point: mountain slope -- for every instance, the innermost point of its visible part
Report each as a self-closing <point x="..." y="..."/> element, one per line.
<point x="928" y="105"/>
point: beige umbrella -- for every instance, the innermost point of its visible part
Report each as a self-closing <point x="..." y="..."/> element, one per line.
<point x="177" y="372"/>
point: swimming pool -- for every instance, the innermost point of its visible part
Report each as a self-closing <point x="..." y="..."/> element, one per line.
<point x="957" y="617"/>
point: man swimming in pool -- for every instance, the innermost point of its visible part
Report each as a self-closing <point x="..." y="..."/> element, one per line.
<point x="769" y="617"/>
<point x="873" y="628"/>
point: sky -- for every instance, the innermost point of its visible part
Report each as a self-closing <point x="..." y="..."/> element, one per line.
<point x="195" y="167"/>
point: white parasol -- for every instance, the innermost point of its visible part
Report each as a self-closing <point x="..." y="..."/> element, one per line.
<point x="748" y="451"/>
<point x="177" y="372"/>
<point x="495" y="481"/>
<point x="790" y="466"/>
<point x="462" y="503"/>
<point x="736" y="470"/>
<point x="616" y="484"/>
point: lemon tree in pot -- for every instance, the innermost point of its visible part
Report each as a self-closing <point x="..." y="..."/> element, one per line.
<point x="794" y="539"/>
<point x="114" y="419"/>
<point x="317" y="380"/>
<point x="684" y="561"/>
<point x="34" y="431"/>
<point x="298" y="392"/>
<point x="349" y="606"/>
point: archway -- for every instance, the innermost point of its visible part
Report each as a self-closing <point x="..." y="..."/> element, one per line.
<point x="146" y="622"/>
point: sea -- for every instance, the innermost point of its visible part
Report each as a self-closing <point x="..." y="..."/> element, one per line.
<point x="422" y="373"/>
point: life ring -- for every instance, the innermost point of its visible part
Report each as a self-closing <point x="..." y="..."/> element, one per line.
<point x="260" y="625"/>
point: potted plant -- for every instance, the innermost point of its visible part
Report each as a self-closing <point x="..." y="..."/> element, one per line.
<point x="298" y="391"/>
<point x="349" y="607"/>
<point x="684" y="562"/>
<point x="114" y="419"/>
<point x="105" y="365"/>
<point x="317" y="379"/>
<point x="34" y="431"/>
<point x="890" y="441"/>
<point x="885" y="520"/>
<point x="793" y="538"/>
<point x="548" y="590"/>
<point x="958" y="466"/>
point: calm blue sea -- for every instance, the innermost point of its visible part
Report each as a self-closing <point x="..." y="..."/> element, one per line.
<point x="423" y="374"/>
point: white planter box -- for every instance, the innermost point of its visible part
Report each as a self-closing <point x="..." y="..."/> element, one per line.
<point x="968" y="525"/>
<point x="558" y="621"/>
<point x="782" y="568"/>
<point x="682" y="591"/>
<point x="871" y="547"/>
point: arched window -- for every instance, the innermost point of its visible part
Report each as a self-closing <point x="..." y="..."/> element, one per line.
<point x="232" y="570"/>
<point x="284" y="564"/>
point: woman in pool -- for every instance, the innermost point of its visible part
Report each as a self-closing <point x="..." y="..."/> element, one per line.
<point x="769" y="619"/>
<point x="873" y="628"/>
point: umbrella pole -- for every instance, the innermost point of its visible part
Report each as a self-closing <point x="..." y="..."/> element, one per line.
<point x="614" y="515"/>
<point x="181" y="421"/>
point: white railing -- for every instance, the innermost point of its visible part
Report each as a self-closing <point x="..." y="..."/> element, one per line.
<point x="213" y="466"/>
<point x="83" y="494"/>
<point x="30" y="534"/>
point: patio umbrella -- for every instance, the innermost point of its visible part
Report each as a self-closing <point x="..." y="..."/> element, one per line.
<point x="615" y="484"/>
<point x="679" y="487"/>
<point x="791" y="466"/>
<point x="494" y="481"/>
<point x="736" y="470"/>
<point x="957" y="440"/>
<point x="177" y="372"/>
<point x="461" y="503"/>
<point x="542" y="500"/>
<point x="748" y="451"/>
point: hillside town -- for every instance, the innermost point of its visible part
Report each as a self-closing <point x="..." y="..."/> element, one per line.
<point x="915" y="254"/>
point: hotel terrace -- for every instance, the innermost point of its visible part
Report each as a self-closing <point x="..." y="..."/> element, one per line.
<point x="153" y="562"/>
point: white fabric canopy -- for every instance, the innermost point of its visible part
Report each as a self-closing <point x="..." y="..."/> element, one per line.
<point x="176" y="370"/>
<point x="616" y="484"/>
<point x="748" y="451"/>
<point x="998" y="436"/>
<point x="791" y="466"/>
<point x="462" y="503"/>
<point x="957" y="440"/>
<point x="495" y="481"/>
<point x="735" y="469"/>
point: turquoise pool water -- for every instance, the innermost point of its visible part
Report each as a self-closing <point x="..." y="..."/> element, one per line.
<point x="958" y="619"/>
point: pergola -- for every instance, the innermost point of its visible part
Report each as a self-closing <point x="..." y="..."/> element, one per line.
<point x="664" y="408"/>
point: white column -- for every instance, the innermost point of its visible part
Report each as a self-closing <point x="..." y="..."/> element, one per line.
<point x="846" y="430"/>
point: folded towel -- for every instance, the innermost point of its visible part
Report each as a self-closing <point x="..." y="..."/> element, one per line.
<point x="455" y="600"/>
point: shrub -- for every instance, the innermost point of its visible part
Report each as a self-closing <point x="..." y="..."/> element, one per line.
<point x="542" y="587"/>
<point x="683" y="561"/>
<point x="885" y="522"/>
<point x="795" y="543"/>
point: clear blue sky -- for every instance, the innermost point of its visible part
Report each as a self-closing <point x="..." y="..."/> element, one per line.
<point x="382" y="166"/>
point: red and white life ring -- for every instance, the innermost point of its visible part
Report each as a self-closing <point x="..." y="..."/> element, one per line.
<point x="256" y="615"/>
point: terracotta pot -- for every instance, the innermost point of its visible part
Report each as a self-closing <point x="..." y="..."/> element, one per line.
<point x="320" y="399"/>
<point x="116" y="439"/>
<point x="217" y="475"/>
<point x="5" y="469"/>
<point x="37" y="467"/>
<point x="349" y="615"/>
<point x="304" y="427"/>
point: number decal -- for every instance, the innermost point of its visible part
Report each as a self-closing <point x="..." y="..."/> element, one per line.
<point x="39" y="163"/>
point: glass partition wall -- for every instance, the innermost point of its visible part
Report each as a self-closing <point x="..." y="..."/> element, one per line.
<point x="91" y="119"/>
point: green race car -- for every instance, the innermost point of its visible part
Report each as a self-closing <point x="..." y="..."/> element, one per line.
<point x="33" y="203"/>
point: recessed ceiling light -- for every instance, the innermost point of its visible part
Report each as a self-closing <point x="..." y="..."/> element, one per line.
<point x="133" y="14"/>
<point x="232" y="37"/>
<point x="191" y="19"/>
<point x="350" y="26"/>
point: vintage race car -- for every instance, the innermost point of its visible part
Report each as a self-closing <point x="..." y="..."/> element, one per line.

◆ Task objective
Please return the data above in full, without altering a single line.

◆ Output below
point: mountain slope -- for every instance, the innermost point of its visible part
Report each as a self-closing <point x="..." y="..."/> element, one per line.
<point x="928" y="105"/>
point: beige umbrella -- for every instance, the innermost point of its visible part
Report each as a self-closing <point x="..." y="..."/> element, one per line.
<point x="177" y="372"/>
point: swimming pool -- for every instance, the innermost point of its visible part
Report each as a self-closing <point x="..." y="..."/> element, one per line.
<point x="957" y="617"/>
point: man swimming in pool -- for every instance, the innermost point of its visible part
Report each as a self-closing <point x="..." y="..."/> element, one per line.
<point x="769" y="617"/>
<point x="873" y="628"/>
point: sky -- for every instance, the innermost point of its visible part
Report each as a self-closing <point x="..." y="..."/> element, one per line.
<point x="195" y="167"/>
point: white parasol -- for every instance, the innermost point of its visible part
Report each as a self-closing <point x="..." y="..."/> element, one per line.
<point x="748" y="451"/>
<point x="177" y="372"/>
<point x="495" y="481"/>
<point x="790" y="466"/>
<point x="462" y="503"/>
<point x="736" y="470"/>
<point x="616" y="484"/>
point: lemon tree in pot -- for every instance, the innermost point of its visible part
Report each as a self-closing <point x="..." y="..."/> element, one per line.
<point x="794" y="539"/>
<point x="114" y="419"/>
<point x="317" y="380"/>
<point x="684" y="561"/>
<point x="34" y="431"/>
<point x="298" y="392"/>
<point x="349" y="606"/>
point: archway -- for every instance, the innermost point of its visible part
Report each as a self-closing <point x="..." y="..."/> element, one per line.
<point x="146" y="622"/>
point: sea -- for every instance, the innermost point of its visible part
Report each as a self-closing <point x="..." y="..."/> element, one per line.
<point x="422" y="373"/>
point: life ring -- for every instance, the innermost point of its visible part
Report each as a self-closing <point x="..." y="..."/> element, one per line.
<point x="260" y="625"/>
point: potted plant -- for every instance, the innermost point of its visible part
Report each as a self-closing <point x="..." y="..."/> element, one per line.
<point x="298" y="391"/>
<point x="349" y="607"/>
<point x="684" y="562"/>
<point x="114" y="419"/>
<point x="105" y="365"/>
<point x="317" y="379"/>
<point x="34" y="431"/>
<point x="890" y="441"/>
<point x="885" y="520"/>
<point x="793" y="538"/>
<point x="548" y="590"/>
<point x="958" y="466"/>
point: calm blue sea -- for every instance, the innermost point of its visible part
Report each as a self-closing <point x="..." y="..."/> element, one per line.
<point x="423" y="374"/>
point: white planter box -- for every instance, the innermost point of its visible part
Report each as a self-closing <point x="..." y="..."/> element, one per line.
<point x="968" y="525"/>
<point x="558" y="621"/>
<point x="782" y="568"/>
<point x="682" y="591"/>
<point x="871" y="547"/>
point: arched window -- for every instance, the innermost point of its visible part
Report each as a self-closing <point x="..." y="..."/> element, one per line.
<point x="232" y="570"/>
<point x="284" y="564"/>
point: woman in pool -- for every instance, the innermost point of its visible part
Report each as a self-closing <point x="..." y="..."/> element, one per line.
<point x="769" y="619"/>
<point x="873" y="628"/>
point: umbrella pole -- for every instance, the innermost point of its visible part
Report each as a self-closing <point x="..." y="..."/> element, one per line.
<point x="614" y="515"/>
<point x="181" y="421"/>
point: white railing -- for every instance, the innermost point of its visible part
Report each as a self-closing <point x="..." y="..."/> element, one per line.
<point x="213" y="466"/>
<point x="83" y="494"/>
<point x="30" y="534"/>
point: patio umbrella -- for every instance, the innermost point of its visible part
Report each as a self-closing <point x="..." y="..."/> element, one per line.
<point x="615" y="484"/>
<point x="679" y="487"/>
<point x="791" y="466"/>
<point x="494" y="481"/>
<point x="736" y="470"/>
<point x="957" y="440"/>
<point x="177" y="372"/>
<point x="461" y="503"/>
<point x="542" y="500"/>
<point x="748" y="451"/>
point: hillside town -- for every instance, the innermost point of its visible part
Report each as a self-closing <point x="..." y="..."/> element, one per line.
<point x="915" y="254"/>
point: hotel terrace -- for every instance, the innermost point of its visible part
Report each as a self-closing <point x="..." y="..."/> element, one per line.
<point x="153" y="562"/>
point: white fabric canopy -- for every instance, the innermost point of its visible part
Report each as a self-closing <point x="..." y="..."/> element, one per line.
<point x="176" y="370"/>
<point x="616" y="484"/>
<point x="748" y="451"/>
<point x="998" y="436"/>
<point x="791" y="466"/>
<point x="462" y="503"/>
<point x="957" y="440"/>
<point x="495" y="481"/>
<point x="735" y="469"/>
point: turquoise pool water -- for every instance, the innermost point of its visible part
Report each as a self-closing <point x="..." y="..."/> element, one per line.
<point x="958" y="619"/>
point: pergola -- for every instance, the innermost point of its visible part
Report each as a self-closing <point x="..." y="..."/> element, one per line.
<point x="664" y="408"/>
point: white column -- for every instance, the innermost point of its visible part
Report each as a self-closing <point x="..." y="..."/> element, one per line.
<point x="846" y="430"/>
point: folded towel -- for every instance, the innermost point of its visible part
Report each as a self-closing <point x="..." y="..."/> element, one per line.
<point x="455" y="600"/>
point: shrub -- for every instance, the innermost point of its visible part
Report each as a self-closing <point x="..." y="..."/> element, one per line.
<point x="542" y="587"/>
<point x="683" y="561"/>
<point x="885" y="522"/>
<point x="795" y="543"/>
point: clear blue sky -- for every instance, the innermost point of its visible part
Report each as a self-closing <point x="..." y="..."/> element, one per line.
<point x="382" y="166"/>
point: red and white life ring -- for every instance, the innermost point of its visible part
Report each as a self-closing <point x="..." y="..."/> element, one per line.
<point x="256" y="615"/>
point: terracotta pot -- for every instance, the innermost point of its visible part
Report each as a self-closing <point x="..." y="..."/> element, one per line.
<point x="320" y="399"/>
<point x="116" y="439"/>
<point x="217" y="475"/>
<point x="5" y="469"/>
<point x="37" y="467"/>
<point x="349" y="615"/>
<point x="304" y="427"/>
point: number decal -- for every instance, the innermost point of its visible part
Report each as a self-closing <point x="..." y="..."/> element, one per line.
<point x="39" y="163"/>
point: glass partition wall -- for every instance, the innermost point of its visible part
Report each as a self-closing <point x="..." y="..."/> element, one per line.
<point x="91" y="119"/>
point: green race car -- for every instance, the innermost point of its visible part
Report each as a self-closing <point x="..." y="..."/> element, one per line.
<point x="33" y="203"/>
point: recessed ceiling light -- for every instance, the innermost point of its visible part
Report each as a self-closing <point x="..." y="..."/> element, one per line.
<point x="133" y="14"/>
<point x="232" y="37"/>
<point x="191" y="19"/>
<point x="350" y="26"/>
point: vintage race car -- for every instance, the innermost point of its visible part
Report each as a self-closing <point x="..." y="..."/> element, one per line.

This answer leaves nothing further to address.